- [ТЕКСТ ДЛЯ ЧТЕНИЯ]
┌────────
Угадывается этическая осмотрительность Резерфорда. Поручить заведомую несуразицу мастеру было бестактно: еще пойдет гулять молва, порочащая его. А неудача подмастерья — другое дело: невелик спрос — не выйдет, так сразу все и забудется… Словом, в самом выборе Марсдена сквозила осознаваемая нелепость задуманного эксперимента.
Трезвость — логика — расчет — солидность… Куда все подевалось? Загадочно. Но, может быть, непреходящая готовность послать к чертям признанные нормы трезвой рассудительности и пуститься на риск — это и есть психологическая норма поведения, разрешенная великим работникам науки? (Конечно, загадка так не разгадывается, но хоть очерчиваются ее контуры.)
В общем, юный Марсден трудился не зря! И вскоре Гейгер начал ревностно помогать собственному помощнику: перед обоими замерцала вдали земля Тома Тиддлера. Буквально — замерцала. Чтобы следить за рассеянием альфа–частиц, они ставили под разными углами к металлическим мишеням экран из сернистого цинка: отклонившиеся в сторону частицы, падая на такой экран, вызывали на нем мерцание — короткие вспышки–сцинтилляции. По этим вспышкам альфа–частицы можно было считать в темноте зашторенной лаборатории.
Через двадцать семь лет, за год до смерти, Резерфорд с нисколько не постаревшим изумлением вспоминал один из весенних дней 1909 года:
«…Гейгер вошел ко мне и в страшном возбуждении сказал: — Нам удалось наблюдать альфа–частицы, возвращающиеся назад!»
В тот день — точно не зарегистрированный — стартовало создание первой научно обоснованной атомной модели. И одновременно стартовала сама ядерная физика.
Но должно было пройти еще около двух лет, прежде чем на исходе 1910–го или в начале 1911 года у Резерфорда появилось право поменяться ролями с Гейгером. Тоже через двадцать семь лет Гейгер в свой черед вспоминал другой памятный день:
«Однажды Резерфорд вошел в мою комнату, очевидно, в прекраснейшем расположении духа, и сказал: — Теперь я знаю, как выглядит атом!»
На что же понадобились почти два года, разделившие эти симметричные сцены?
Они понадобились не столько на повторение экспериментов, сколько на повторное взвешивание–перевешивание возможного истолкования состоявшегося чуда.
Правда, Гейгеру и Марсдену пришлось насчитать в темноте миллион сцинтилляций, чтобы статистически достоверно изучить «бессмыслицу», «несуразицу», «абсурд». То была подвижническая работа. Между прочим, Эйнштейн, по свидетельству Отто Фриша, удивлялся продуктивности альфа–бомбардировок, сравнивая их «со стрельбой по воробьям в полной темноте».
Наш известный физико–химик Николай Шилов, посетивший в 10–х годах Манчестер, написал тогда про альфа–частицы поэтические строки: они «заставляют экран из сернистого цинка блестеть, как перо жар–птицы, ярким голубым сиянием неописуемой красоты». Это он наблюдал альфа–лучи, прямо падавшие на экран от источника, без рассеяния в металлических мишенях.
└────────
- [ФОРМУЛИРОВКА ЗАДАНИЯ]
Перепишите фрагмент текста для чтения между словами «В тот день —» и «сама ядерная физика.» включительно, подставив «атомная физика» вместо «ядерная физика».

- [ИСХОДНЫЕ ДАННЫЕ]
┌────────
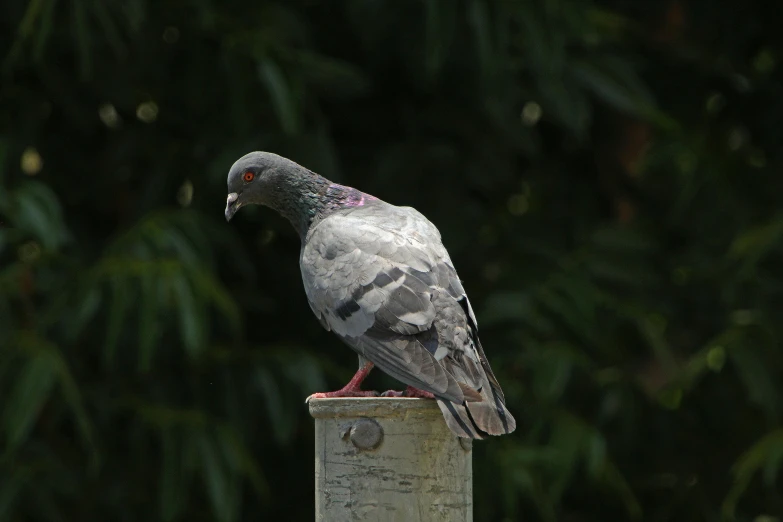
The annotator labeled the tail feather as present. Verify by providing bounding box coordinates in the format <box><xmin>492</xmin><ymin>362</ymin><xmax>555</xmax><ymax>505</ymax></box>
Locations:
└────────
- [ПИСЬМЕННОЕ РЕШЕНИЕ]
В тот день — точно не зарегистрированный — стартовало создание первой научно обоснованной атомной модели. И одновременно стартовала сама атомная физика.